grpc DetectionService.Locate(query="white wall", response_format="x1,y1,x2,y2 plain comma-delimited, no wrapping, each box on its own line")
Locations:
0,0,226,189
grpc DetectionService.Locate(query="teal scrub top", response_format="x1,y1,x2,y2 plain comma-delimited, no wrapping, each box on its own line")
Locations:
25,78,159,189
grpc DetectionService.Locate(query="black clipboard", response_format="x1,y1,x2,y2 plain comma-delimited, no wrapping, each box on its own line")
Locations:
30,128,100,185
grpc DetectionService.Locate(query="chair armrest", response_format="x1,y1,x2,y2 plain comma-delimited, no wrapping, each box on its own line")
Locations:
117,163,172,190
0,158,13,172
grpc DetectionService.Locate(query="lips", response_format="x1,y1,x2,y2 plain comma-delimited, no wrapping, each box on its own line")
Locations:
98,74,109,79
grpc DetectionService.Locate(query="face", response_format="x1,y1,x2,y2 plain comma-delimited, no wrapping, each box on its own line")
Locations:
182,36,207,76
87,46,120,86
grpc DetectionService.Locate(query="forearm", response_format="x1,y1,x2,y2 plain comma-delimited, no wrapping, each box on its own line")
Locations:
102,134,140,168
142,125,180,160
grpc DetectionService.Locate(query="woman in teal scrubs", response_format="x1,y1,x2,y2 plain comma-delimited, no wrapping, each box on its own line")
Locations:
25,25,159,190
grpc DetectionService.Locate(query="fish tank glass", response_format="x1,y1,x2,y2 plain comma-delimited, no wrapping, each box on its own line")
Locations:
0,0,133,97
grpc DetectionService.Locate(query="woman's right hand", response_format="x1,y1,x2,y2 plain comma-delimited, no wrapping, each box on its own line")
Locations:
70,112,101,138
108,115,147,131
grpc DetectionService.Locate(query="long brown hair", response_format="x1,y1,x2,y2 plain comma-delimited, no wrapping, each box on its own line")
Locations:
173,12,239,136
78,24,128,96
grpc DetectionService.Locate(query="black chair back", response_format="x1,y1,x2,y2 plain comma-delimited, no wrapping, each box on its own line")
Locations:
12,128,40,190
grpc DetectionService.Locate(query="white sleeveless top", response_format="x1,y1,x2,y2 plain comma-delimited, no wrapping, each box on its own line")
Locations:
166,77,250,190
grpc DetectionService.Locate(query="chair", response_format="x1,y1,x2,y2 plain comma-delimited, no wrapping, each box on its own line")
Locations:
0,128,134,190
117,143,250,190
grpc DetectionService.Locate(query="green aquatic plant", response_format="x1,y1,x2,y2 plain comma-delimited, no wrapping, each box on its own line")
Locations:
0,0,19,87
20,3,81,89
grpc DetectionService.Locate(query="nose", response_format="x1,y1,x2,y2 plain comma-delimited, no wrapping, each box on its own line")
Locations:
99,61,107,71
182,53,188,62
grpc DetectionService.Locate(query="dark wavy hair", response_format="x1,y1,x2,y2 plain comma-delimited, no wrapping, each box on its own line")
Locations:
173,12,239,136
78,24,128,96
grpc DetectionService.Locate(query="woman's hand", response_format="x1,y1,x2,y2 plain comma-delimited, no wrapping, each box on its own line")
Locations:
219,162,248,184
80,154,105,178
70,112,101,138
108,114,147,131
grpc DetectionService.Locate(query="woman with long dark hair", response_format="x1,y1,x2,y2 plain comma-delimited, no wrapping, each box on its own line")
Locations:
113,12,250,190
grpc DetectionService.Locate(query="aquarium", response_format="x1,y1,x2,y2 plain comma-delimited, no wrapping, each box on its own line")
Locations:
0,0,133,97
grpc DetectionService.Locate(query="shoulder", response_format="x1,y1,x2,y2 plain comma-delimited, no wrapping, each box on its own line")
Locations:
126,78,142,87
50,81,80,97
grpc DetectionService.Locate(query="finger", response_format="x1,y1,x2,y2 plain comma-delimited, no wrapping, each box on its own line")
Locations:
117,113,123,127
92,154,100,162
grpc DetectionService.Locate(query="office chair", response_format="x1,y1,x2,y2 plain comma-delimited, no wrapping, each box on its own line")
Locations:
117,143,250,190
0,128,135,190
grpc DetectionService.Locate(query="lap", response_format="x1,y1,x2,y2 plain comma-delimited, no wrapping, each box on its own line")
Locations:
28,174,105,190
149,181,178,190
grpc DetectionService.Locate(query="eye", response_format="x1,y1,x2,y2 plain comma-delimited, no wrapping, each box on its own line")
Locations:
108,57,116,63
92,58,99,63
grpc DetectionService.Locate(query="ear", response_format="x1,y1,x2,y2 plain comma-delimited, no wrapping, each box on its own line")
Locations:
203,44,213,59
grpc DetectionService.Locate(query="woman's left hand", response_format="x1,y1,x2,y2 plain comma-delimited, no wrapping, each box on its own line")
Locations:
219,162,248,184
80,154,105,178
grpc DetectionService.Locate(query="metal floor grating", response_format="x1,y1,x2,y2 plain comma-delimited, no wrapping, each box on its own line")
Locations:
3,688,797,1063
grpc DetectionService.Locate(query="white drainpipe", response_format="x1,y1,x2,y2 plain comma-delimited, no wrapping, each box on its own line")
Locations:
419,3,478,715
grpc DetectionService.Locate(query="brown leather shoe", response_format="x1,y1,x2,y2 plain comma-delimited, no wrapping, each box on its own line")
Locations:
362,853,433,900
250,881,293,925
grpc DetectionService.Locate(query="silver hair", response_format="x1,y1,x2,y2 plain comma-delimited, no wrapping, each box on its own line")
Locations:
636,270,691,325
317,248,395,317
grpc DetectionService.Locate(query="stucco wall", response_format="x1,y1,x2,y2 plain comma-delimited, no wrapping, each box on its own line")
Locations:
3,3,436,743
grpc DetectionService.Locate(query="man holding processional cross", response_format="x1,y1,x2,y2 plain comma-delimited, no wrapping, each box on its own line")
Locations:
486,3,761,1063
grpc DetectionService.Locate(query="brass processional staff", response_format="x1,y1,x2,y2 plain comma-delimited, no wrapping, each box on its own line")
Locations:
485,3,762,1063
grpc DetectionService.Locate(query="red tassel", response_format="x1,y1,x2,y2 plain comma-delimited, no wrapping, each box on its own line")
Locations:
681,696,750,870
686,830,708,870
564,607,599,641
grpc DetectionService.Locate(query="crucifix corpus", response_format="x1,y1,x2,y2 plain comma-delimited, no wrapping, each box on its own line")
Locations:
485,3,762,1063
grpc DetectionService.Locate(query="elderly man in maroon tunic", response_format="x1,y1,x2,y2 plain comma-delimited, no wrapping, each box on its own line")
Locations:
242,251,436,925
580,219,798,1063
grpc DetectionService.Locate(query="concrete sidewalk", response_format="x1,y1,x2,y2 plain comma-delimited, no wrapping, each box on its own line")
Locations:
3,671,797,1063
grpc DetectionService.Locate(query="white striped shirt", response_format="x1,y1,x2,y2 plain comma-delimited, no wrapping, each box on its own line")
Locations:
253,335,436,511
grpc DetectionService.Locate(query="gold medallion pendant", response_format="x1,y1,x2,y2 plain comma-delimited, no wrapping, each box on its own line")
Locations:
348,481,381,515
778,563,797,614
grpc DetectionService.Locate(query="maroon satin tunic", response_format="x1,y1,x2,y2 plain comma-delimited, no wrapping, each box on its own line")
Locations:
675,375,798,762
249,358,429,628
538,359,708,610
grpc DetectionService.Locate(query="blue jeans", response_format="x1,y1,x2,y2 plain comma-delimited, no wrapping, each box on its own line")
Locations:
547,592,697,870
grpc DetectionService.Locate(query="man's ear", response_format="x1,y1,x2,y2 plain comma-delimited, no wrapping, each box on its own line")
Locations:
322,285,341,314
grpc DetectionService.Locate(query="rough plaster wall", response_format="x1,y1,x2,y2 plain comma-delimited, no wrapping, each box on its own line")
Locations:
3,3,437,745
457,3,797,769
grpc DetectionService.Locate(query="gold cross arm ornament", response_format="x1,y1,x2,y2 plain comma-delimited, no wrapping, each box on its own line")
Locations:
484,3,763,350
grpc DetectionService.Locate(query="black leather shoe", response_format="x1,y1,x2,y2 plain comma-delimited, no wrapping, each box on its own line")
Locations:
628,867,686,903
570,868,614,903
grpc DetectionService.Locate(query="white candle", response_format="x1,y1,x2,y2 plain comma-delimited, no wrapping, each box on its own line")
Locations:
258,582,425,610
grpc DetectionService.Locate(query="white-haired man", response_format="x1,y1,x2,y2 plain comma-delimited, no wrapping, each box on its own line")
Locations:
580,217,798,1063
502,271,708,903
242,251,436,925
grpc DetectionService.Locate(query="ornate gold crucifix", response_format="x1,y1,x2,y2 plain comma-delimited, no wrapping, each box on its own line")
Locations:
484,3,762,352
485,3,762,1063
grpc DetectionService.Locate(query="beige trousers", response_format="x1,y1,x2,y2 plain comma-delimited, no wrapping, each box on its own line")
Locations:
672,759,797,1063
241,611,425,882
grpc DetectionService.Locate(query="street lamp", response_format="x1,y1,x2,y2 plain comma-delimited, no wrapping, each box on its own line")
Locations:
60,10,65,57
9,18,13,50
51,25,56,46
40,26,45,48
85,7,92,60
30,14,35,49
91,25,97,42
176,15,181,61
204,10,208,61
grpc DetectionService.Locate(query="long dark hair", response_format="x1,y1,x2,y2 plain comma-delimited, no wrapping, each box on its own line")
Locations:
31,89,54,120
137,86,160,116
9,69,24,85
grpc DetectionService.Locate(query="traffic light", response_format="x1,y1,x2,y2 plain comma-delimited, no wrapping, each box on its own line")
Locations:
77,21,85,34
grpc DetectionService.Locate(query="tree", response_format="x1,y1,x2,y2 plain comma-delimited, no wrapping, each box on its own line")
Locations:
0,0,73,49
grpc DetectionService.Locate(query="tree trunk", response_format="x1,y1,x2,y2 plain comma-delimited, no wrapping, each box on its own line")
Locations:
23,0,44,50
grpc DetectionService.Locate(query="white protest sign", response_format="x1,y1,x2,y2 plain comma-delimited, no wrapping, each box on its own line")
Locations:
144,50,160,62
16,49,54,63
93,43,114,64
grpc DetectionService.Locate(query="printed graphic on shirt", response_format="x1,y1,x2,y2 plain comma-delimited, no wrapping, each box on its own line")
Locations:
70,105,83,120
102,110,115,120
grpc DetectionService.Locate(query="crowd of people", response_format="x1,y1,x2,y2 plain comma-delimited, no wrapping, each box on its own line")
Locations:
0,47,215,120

==

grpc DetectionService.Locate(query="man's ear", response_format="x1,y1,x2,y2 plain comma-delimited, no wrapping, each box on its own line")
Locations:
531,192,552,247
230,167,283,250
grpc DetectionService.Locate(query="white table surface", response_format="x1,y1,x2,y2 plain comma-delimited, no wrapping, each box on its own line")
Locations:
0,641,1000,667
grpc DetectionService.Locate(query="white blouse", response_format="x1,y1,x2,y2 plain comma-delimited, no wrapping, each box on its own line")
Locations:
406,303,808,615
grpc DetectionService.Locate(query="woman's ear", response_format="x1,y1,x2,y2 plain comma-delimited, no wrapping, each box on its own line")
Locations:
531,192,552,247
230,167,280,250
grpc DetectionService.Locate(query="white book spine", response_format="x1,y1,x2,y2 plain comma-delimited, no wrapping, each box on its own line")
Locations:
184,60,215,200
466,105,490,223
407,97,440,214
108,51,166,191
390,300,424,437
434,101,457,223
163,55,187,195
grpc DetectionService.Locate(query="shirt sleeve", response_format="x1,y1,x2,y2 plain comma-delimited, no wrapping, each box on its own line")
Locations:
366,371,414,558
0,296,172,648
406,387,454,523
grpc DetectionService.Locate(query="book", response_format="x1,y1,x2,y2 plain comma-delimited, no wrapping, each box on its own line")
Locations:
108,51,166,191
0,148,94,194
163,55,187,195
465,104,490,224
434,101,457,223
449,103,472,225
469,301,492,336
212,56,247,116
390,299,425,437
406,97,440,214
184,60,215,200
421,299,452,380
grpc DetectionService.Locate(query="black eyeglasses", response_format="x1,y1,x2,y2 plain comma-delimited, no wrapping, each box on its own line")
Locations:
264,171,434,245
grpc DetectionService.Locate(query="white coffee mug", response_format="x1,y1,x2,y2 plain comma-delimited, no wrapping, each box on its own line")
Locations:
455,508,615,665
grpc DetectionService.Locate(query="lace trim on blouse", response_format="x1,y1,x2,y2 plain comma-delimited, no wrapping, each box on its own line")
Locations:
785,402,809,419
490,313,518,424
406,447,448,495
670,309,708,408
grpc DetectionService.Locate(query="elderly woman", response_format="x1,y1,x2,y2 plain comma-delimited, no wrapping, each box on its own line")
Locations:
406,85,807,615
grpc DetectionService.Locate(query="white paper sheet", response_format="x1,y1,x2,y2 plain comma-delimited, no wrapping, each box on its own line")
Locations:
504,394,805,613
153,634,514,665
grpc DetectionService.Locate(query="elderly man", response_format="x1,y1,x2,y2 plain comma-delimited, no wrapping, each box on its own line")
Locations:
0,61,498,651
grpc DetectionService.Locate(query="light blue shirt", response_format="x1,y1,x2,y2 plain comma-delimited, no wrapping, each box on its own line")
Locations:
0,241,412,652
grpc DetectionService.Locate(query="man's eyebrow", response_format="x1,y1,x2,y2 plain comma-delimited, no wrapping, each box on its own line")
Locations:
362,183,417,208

* * *

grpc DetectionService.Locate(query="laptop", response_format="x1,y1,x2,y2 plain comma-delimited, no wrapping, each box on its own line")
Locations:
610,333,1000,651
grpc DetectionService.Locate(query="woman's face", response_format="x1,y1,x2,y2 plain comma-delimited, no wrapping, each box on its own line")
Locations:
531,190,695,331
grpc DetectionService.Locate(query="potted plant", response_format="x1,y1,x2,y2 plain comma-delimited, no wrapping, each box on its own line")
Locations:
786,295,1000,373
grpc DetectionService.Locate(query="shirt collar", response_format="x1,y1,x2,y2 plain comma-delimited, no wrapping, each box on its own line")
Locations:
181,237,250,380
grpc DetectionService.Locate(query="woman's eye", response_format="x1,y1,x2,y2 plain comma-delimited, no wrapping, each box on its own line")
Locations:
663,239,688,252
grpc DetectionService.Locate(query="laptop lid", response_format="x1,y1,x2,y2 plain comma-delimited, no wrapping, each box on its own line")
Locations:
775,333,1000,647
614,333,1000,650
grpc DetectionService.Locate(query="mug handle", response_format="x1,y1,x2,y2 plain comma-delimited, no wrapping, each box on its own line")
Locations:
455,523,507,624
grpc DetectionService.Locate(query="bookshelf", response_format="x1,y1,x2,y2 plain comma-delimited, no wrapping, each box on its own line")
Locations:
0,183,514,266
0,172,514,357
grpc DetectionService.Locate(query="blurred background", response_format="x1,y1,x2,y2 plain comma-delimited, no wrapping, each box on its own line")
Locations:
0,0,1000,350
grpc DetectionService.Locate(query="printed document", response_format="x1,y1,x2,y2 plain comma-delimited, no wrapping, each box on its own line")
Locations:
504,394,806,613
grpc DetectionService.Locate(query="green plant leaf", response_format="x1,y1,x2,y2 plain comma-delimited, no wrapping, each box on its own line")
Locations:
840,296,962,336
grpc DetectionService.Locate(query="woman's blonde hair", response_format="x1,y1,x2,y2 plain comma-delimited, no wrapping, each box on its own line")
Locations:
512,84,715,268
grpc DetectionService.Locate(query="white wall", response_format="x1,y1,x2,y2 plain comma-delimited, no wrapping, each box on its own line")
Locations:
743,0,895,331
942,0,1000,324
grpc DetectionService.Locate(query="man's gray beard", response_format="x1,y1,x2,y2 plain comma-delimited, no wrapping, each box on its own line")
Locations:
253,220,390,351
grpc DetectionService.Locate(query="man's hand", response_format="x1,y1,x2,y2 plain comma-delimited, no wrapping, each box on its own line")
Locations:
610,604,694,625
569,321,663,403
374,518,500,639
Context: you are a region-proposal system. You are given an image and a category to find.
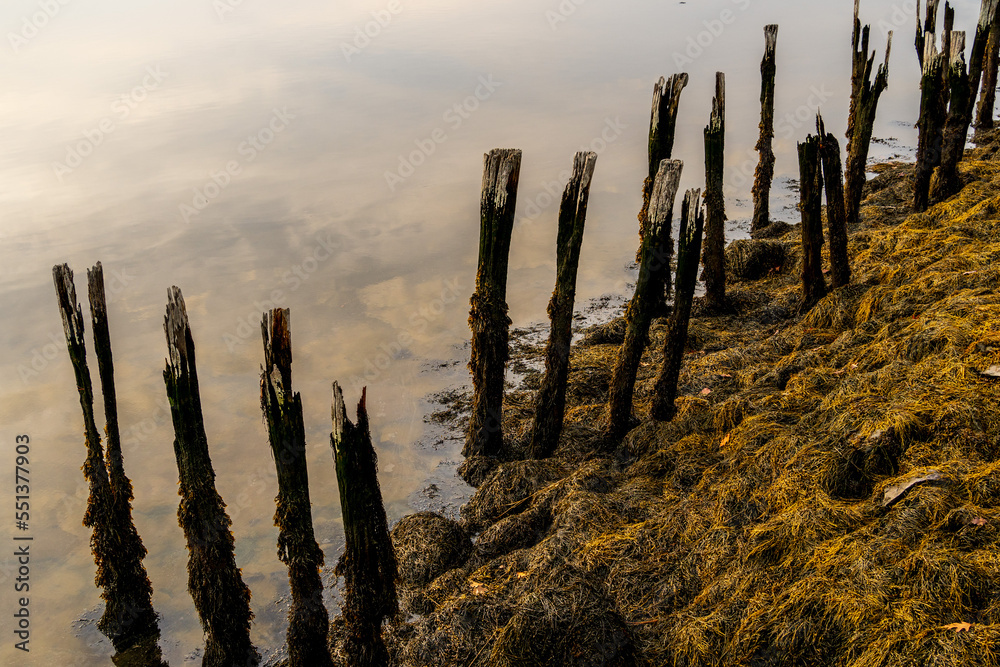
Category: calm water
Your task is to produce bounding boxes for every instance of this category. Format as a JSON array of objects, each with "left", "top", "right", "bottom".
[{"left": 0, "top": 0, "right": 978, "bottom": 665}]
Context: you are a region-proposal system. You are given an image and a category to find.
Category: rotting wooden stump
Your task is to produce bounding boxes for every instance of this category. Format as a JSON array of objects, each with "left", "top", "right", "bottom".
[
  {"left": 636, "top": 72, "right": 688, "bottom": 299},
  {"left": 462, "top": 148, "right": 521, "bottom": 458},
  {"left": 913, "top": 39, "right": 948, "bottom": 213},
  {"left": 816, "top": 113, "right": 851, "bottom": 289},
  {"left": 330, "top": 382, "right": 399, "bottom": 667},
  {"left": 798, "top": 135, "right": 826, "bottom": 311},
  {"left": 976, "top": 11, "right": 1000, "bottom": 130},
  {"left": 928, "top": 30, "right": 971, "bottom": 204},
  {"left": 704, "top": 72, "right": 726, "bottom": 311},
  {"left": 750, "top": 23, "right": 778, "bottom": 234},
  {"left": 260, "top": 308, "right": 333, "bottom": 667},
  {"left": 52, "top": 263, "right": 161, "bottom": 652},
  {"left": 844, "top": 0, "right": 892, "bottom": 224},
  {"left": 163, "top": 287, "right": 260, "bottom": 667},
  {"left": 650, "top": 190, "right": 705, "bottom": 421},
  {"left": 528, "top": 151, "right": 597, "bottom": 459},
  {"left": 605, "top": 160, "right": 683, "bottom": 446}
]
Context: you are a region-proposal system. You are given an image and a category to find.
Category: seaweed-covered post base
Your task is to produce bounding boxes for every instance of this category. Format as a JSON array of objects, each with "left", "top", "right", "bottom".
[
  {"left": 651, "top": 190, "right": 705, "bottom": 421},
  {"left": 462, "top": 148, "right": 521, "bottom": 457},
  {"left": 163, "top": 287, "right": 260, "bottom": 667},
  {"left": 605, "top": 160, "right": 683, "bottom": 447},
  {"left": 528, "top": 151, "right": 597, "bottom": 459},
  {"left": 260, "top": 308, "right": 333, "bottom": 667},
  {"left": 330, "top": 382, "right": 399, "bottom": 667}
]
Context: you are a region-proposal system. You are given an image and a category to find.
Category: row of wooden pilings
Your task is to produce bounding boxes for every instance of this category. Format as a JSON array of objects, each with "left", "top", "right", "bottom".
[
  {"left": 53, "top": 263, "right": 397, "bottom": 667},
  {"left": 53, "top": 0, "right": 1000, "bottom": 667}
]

▶ [What is expected] Locate every line in the records that contains the string "plant" and copy each one in full; matching is case-sensitive.

▶ [Task response]
grpc DetectionService.Locate(query="green aquatic plant", response_format="x1,y1,x2,y2 plain comma-delimited, no wrapping, each box on its own line")
grpc DetectionService.Locate(query="potted plant", response_format="x1,y1,x2,y2 plain comma-delimited, no wrapping, each box on its own line")
grpc DetectionService.Locate(query="green plant leaf", response_format="x1,y1,x2,y2 plain comma-delimited, no wrapping, each box on its own line")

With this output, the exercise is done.